● What this task involves
Write out all of the rows below word for word, omitting the pictures.
[Start Listed entries]
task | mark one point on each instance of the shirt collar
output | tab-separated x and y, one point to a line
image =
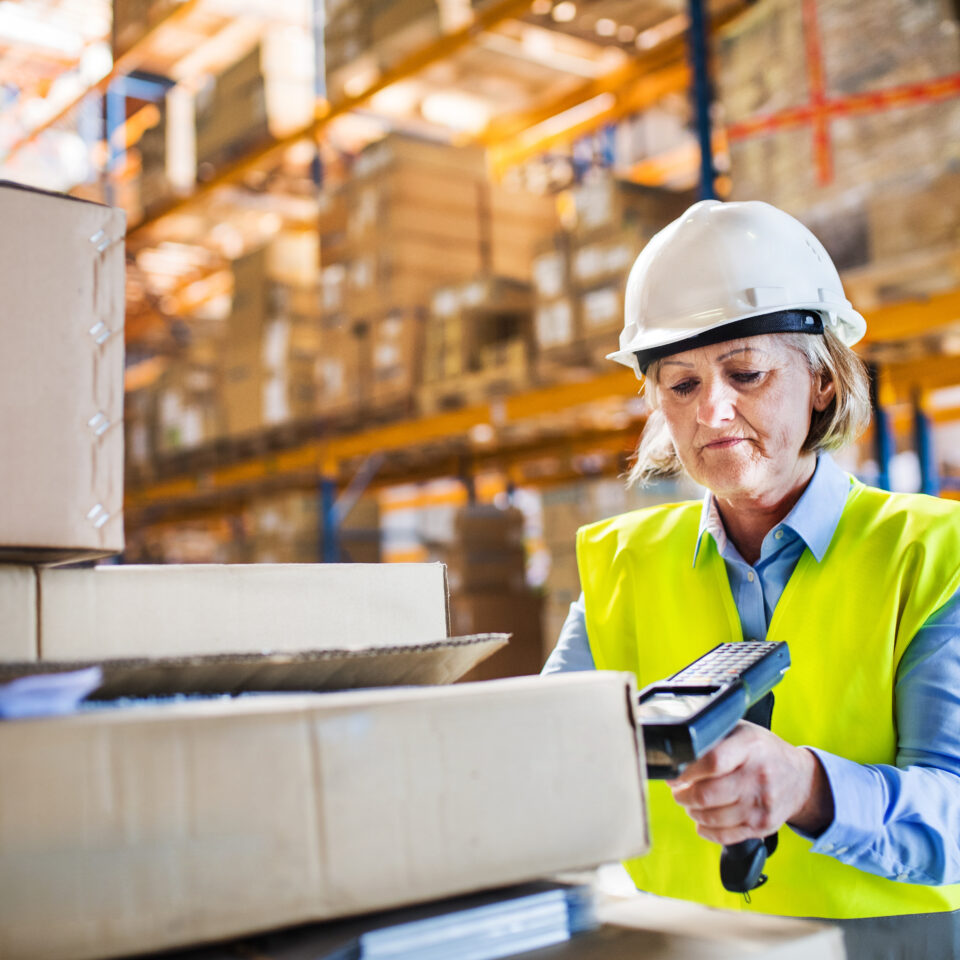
814	516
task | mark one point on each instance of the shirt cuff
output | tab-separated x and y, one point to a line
858	804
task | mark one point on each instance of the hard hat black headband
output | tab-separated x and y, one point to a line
783	321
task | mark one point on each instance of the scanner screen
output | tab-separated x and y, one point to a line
672	706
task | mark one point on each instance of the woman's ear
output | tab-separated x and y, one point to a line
824	390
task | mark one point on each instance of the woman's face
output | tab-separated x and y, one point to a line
739	413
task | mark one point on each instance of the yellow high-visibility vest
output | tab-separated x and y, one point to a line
893	561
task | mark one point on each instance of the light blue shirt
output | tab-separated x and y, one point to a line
900	822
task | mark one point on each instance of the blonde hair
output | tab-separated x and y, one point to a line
844	419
[End Listed entries]
● Answer for the task
task | mark one point on each instance of the shirt collar
output | tab-separated x and y, one point to a line
image =
814	516
task | mark one point on each instance of the shirt cuff
output | tab-separated x and y, one point to a line
858	804
task | mark one point on each instance of the hard hat black headband
output | tab-separated x and y, one point to a line
783	321
task | mark one point on each instance of the scanner screen
output | tab-separated x and y, one point to a line
672	706
task | mark one point on each instance of the woman's ear
output | tab-separated x and y, one point to a line
824	390
task | mark one point on each instance of the woman's face
output | tab-separated x and y, one point to a line
739	413
task | mark one point on each instance of the yellow high-visibility vest
output | tab-separated x and y, one point to a line
893	561
task | mark one point on each instance of the light blue shirt
output | tab-separated x and y, one point to a line
900	822
task | mark one point on each instance of the blonde hair
output | tab-separated x and y, one point to a line
844	419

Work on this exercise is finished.